CHALLENGE ::
Lay out every line of the records below as a JSON list of strings, one string per line, leaving out blank lines.

Start of DATA EXTRACT

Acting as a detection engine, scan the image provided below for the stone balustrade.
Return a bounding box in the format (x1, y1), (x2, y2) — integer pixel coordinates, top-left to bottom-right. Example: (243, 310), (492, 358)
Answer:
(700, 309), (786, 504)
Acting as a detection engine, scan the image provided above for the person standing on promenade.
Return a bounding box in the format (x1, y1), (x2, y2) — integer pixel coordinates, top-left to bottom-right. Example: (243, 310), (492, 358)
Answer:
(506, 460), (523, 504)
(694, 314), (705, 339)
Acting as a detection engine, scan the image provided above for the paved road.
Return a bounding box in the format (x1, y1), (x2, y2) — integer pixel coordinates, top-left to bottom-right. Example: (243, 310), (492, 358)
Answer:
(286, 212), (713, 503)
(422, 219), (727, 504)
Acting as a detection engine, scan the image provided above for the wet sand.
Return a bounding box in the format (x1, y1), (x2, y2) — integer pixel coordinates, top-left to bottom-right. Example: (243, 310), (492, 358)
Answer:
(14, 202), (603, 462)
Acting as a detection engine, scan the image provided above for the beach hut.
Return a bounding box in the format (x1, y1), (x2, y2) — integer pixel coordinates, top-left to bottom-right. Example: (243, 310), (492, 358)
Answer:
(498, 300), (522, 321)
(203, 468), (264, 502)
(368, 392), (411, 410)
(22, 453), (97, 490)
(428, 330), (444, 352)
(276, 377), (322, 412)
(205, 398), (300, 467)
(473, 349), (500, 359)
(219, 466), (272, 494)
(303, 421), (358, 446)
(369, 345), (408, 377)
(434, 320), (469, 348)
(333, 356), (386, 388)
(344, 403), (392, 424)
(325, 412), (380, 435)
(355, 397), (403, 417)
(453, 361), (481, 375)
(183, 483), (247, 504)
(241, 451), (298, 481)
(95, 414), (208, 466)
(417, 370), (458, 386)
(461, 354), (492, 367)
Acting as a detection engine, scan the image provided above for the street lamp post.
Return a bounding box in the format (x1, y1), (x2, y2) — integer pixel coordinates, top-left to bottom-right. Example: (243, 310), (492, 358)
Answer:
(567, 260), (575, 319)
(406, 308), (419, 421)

End of DATA EXTRACT

REPLY ::
[
  "Acting as a detection engine, scan the image provided below for the stone balustrade.",
  "Return a bounding box in the format (x1, y1), (x2, y2) — integer pixel coordinates, top-left to bottom-right. Example: (243, 310), (492, 358)",
  "Answer:",
  "(700, 309), (786, 504)",
  "Acting as a detection engine, scan the image provided above for the person standing on promenade.",
  "Return a bounding box in the format (x1, y1), (x2, y2) — integer pixel coordinates, top-left to bottom-right. Example: (243, 310), (492, 358)",
  "Answer:",
  "(506, 460), (523, 504)",
  "(694, 314), (705, 339)",
  "Acting as a detection engine, scan the image provided above for the paved road.",
  "Return a bounding box in the format (x1, y1), (x2, y2) — integer pixel coordinates, top-left to bottom-right. Example: (243, 310), (492, 358)",
  "Answer:",
  "(286, 212), (713, 503)",
  "(422, 219), (727, 504)",
  "Acting as a detection engine, scan the image provided above for the wet sand.",
  "Return a bounding box in the format (x1, y1), (x2, y2) — integer pixel coordinates, top-left to bottom-right. Example: (243, 310), (492, 358)",
  "Answer:",
  "(14, 202), (603, 462)",
  "Acting as a detection engine, scan the image provided above for the beach hut.",
  "Return a bounding box in the format (x1, y1), (x2, y2) — integer pixel coordinates, top-left to bottom-right. Example: (243, 310), (492, 358)",
  "Answer:",
  "(498, 300), (522, 321)",
  "(203, 468), (264, 502)",
  "(368, 392), (411, 410)",
  "(22, 453), (97, 490)",
  "(428, 330), (444, 352)",
  "(276, 377), (322, 412)",
  "(205, 398), (300, 467)",
  "(473, 349), (500, 359)",
  "(219, 466), (272, 494)",
  "(303, 421), (358, 446)",
  "(369, 345), (408, 377)",
  "(434, 320), (469, 348)",
  "(333, 356), (386, 388)",
  "(344, 403), (392, 424)",
  "(325, 412), (380, 435)",
  "(355, 397), (403, 417)",
  "(453, 361), (481, 375)",
  "(183, 483), (247, 504)",
  "(241, 451), (298, 481)",
  "(95, 414), (208, 466)",
  "(417, 370), (458, 386)",
  "(461, 354), (492, 367)",
  "Acting as a detection engine, scan the image provided above for the street lamp post.",
  "Return a bounding box in the format (x1, y1), (x2, y2) — integer pixel coordinates, top-left to bottom-right. Example: (243, 310), (492, 358)",
  "Answer:",
  "(567, 260), (575, 319)",
  "(406, 308), (419, 421)"
]